Introduction to Strength Endurance Exercises – PART 2

It’s essential that you review the article on Introduction to Strength Endurance Exercises for a complete detailed description of technique for each exercise and suggested progressions.

How do I know which participants can handle these exercises?
You can introduce these exercises to all of the 3 program groups.  It is important that as a Leader you are very familiar with the exercises, can comfortably demonstrate and critique your participants, and clearly understand the gradual progression.  It is not “written in stone” as to how your group will do, and that’s why you need to assess your group each week as to how they are progressing with the exercises, and decide if and when they are ready to progress to the next level of difficulty.

_WHAT IS EXPECTED_: From the strength endurance exercises passage, list everything the sentence beginning "It is important that as a Leader" says a Leader should be able to do or know.

_DATASET EXCERPTS_:
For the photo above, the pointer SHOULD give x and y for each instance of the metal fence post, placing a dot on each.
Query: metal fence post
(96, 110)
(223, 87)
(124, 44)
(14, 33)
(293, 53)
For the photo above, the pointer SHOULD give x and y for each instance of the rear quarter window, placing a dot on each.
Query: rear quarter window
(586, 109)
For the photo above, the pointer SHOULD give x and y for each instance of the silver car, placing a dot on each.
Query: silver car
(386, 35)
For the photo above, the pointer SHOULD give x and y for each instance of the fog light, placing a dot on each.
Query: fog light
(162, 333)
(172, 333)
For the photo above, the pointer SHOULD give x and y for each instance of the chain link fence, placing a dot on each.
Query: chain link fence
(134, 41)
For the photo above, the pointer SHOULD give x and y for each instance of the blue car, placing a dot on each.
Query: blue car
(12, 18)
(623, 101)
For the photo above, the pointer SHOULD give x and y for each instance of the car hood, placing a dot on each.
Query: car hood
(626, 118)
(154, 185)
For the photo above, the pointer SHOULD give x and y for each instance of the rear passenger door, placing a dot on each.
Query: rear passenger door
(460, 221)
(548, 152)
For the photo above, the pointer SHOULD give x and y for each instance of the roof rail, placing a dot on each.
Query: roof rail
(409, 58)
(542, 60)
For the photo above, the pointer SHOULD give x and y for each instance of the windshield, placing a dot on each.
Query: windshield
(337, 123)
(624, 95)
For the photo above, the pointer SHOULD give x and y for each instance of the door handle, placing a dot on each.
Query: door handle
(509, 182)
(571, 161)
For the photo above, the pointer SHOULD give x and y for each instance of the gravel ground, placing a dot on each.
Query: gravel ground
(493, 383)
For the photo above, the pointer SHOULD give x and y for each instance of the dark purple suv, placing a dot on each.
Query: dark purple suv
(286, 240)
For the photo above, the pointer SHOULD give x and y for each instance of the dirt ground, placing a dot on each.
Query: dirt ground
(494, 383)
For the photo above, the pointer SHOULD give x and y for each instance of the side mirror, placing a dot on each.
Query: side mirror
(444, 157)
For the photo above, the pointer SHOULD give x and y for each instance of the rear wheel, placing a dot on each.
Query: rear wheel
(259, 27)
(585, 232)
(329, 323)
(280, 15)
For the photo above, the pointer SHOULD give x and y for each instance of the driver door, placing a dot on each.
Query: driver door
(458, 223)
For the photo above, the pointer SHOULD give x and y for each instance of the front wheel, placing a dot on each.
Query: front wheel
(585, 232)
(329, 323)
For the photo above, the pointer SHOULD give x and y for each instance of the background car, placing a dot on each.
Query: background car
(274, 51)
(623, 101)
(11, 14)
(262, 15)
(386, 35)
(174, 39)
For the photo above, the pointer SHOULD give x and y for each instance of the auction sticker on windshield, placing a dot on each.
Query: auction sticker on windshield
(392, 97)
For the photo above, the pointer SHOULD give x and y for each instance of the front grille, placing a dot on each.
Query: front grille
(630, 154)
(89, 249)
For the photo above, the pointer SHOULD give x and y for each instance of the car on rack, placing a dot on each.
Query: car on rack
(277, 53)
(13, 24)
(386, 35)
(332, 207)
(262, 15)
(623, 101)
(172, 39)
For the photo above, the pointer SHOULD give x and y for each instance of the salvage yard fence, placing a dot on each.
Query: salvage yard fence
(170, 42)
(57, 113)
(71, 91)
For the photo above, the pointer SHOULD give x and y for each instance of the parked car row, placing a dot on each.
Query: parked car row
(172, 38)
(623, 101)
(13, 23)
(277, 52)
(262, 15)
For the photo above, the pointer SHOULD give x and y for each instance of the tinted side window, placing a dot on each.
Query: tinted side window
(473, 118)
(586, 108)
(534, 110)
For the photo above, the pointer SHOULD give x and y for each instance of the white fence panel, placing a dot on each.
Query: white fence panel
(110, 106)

_THE ANSWER_:
- Be very familiar with the exercises
- Comfortably demonstrate and critique participants
- Clearly understand the gradual progression